----- Data records -----

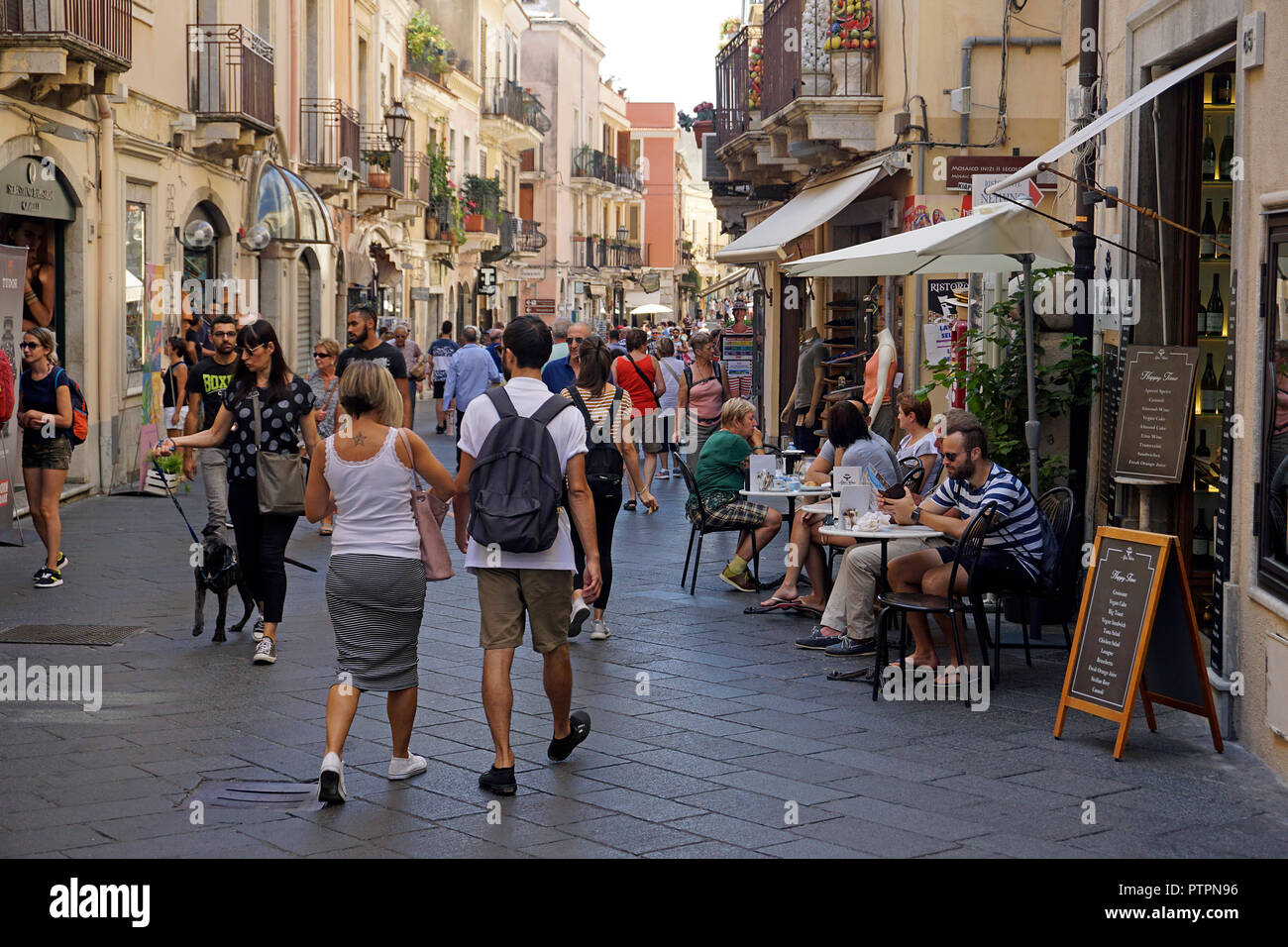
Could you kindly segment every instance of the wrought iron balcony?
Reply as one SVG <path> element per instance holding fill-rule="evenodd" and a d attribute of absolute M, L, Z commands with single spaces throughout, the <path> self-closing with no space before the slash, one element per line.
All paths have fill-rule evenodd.
<path fill-rule="evenodd" d="M 189 24 L 188 108 L 201 121 L 234 121 L 270 134 L 273 46 L 243 26 Z"/>
<path fill-rule="evenodd" d="M 89 62 L 108 73 L 125 72 L 130 68 L 133 15 L 133 0 L 4 0 L 0 46 L 35 53 L 57 45 L 70 61 Z M 5 71 L 50 75 L 44 68 Z"/>
<path fill-rule="evenodd" d="M 541 99 L 509 79 L 492 79 L 483 93 L 483 117 L 506 117 L 536 129 L 550 131 L 550 116 Z"/>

-----

In your copy of the listing above, reproduce each line exactly and omit all pictures.

Could you kindly segment every instance of the wrought iron balcony?
Reply as one SVG <path> element per instance holding fill-rule="evenodd" and a d attribute of absolute M, L, Z commands with single spaces throughout, the <path> self-closing with no space before the slash, one element per line.
All paths have fill-rule evenodd.
<path fill-rule="evenodd" d="M 189 24 L 188 108 L 201 121 L 234 121 L 270 134 L 273 46 L 243 26 Z"/>
<path fill-rule="evenodd" d="M 89 62 L 108 73 L 125 72 L 130 68 L 133 15 L 133 0 L 4 0 L 0 46 L 35 53 L 57 45 L 70 61 Z M 5 71 L 50 75 L 44 68 Z"/>
<path fill-rule="evenodd" d="M 541 99 L 509 79 L 492 79 L 483 93 L 483 117 L 506 117 L 536 129 L 550 131 L 550 116 Z"/>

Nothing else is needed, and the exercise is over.